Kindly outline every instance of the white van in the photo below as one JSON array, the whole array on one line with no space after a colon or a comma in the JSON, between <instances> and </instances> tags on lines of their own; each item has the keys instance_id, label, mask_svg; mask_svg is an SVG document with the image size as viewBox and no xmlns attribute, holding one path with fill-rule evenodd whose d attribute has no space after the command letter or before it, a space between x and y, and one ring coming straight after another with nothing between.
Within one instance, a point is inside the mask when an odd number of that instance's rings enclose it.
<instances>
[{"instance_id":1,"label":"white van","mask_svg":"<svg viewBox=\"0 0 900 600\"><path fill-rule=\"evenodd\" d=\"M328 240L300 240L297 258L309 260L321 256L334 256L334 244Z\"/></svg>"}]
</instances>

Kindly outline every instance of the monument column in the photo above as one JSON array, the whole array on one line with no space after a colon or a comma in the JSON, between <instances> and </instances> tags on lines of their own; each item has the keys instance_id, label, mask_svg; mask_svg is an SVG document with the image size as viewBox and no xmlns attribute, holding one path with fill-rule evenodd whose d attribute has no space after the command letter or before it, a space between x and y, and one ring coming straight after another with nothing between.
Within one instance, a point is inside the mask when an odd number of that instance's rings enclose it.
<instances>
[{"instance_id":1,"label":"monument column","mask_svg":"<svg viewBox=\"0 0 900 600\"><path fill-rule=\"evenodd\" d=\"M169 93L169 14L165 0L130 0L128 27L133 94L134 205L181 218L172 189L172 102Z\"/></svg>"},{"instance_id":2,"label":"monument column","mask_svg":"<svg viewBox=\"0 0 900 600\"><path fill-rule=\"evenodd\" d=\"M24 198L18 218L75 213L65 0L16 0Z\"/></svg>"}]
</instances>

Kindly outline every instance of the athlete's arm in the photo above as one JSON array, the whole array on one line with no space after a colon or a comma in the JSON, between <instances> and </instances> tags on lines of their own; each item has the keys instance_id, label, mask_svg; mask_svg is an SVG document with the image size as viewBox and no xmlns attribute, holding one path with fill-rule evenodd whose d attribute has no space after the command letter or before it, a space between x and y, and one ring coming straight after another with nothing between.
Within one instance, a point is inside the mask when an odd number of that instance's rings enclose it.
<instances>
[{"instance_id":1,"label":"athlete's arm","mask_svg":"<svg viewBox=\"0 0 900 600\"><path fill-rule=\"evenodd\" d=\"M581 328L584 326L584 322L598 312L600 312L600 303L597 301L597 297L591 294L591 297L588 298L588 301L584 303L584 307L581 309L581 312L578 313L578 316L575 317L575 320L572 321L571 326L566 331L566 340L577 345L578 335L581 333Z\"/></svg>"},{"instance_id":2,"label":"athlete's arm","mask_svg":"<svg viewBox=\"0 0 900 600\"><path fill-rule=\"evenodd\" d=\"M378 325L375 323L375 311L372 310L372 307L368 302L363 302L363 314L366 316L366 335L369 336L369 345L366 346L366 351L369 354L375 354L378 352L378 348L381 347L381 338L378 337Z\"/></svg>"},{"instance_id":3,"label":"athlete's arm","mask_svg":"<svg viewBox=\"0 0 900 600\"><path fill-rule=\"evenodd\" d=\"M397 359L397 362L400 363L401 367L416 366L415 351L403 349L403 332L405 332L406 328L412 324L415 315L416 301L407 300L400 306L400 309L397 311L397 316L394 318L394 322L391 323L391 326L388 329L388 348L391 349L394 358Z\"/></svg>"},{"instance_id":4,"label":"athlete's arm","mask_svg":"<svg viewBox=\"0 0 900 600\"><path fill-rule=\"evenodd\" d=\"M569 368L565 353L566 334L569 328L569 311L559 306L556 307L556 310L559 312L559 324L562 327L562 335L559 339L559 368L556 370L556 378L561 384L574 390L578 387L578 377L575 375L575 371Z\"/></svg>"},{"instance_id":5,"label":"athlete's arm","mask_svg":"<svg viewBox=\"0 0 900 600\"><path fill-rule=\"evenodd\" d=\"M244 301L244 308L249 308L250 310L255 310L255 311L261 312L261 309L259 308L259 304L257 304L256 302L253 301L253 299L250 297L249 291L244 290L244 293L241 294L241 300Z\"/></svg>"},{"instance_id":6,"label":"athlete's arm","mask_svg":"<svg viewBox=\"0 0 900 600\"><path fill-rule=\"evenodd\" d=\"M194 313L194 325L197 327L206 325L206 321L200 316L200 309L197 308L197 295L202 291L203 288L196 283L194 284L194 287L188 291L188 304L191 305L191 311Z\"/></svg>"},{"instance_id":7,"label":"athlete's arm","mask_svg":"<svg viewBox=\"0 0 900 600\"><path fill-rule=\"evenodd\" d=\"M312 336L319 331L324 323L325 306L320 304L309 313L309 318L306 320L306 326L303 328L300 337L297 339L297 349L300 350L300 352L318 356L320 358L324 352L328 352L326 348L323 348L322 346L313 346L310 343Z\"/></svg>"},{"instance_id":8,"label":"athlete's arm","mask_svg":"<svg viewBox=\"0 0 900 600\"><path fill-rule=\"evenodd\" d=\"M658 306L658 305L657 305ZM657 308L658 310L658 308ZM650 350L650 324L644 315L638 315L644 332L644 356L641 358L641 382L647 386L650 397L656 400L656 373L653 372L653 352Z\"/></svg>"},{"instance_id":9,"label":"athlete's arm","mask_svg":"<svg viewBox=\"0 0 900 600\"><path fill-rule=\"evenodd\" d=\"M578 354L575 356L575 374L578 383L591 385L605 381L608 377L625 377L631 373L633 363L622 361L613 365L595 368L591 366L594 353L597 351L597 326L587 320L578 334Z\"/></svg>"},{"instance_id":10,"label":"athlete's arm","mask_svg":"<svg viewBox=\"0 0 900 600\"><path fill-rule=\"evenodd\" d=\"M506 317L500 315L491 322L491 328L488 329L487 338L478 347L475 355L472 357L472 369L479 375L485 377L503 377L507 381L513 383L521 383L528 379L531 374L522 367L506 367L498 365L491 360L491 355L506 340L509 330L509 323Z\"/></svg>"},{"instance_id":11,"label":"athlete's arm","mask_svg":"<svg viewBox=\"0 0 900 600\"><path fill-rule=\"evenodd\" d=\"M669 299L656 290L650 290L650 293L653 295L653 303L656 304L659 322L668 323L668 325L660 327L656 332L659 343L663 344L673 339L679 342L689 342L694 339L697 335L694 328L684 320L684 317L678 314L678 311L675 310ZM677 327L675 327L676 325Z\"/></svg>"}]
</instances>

---

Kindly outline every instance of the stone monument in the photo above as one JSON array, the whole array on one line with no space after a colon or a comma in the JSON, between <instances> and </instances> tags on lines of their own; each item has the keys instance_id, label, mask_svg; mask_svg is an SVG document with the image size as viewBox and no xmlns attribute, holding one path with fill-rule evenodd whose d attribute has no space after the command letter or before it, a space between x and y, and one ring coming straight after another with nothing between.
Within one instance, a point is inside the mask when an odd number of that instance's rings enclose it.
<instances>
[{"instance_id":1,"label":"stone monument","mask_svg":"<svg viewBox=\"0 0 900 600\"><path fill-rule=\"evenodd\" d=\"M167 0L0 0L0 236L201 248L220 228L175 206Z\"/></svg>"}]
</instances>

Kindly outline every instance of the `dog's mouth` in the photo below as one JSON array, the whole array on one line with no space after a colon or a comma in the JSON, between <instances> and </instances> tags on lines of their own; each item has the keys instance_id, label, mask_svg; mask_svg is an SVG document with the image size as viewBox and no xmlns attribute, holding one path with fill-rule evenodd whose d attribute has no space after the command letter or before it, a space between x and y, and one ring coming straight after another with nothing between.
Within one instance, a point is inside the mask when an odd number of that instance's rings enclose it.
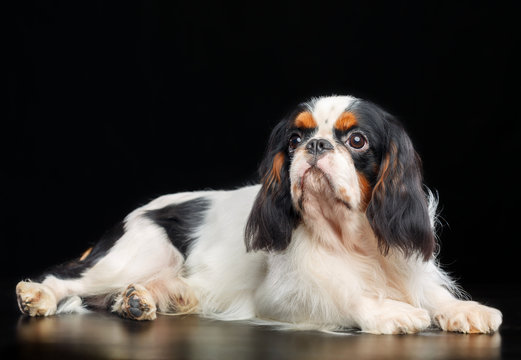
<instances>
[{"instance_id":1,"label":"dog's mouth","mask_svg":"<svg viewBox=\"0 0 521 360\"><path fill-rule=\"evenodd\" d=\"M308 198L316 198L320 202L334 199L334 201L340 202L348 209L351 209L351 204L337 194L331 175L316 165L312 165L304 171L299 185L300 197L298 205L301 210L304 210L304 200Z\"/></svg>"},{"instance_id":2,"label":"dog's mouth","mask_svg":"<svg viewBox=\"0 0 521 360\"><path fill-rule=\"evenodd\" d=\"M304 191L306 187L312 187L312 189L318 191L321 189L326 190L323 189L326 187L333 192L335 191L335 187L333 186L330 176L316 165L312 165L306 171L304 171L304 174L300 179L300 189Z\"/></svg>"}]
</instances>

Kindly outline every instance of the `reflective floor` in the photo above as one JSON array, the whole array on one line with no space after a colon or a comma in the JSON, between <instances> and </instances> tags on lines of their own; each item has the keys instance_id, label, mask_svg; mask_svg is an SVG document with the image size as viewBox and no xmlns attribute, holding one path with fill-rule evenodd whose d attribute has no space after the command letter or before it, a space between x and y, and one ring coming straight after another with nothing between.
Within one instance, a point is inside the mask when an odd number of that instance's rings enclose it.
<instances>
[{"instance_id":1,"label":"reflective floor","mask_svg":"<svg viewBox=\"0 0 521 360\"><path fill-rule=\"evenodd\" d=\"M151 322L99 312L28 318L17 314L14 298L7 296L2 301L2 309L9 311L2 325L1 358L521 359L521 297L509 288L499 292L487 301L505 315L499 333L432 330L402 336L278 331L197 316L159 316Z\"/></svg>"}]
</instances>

■ **Work order**: Wherever "below" appears in a line of the entries, copy that line.

■ **Answer area**:
Kindly outline every instance of the white van in the photo below as one JSON array, the whole array on one line with no space after a colon or a comma in the JSON, between <instances> and </instances> tags on lines of their own; each item has the keys instance_id, label, mask_svg; mask_svg is an SVG document with the image size as viewBox and no xmlns attribute, holding one path with fill-rule evenodd whose d attribute has no space after the command letter or before it, a space between x and y, and one ring coming straight after another with nothing between.
Kindly outline every instance of the `dog's mouth` in the photo below as one JSON array, the whole array on one line with no space after a colon or a comma in the JSON, between <instances> and </instances> tags on lines of their own; each item has the keys instance_id, label, mask_svg; mask_svg is an SVG document with the image size as viewBox and no xmlns attribute, holding one path with fill-rule evenodd whose d attribute has no space after the command letter or before it, a space between x and y, and one ring coming straight after another with nothing between.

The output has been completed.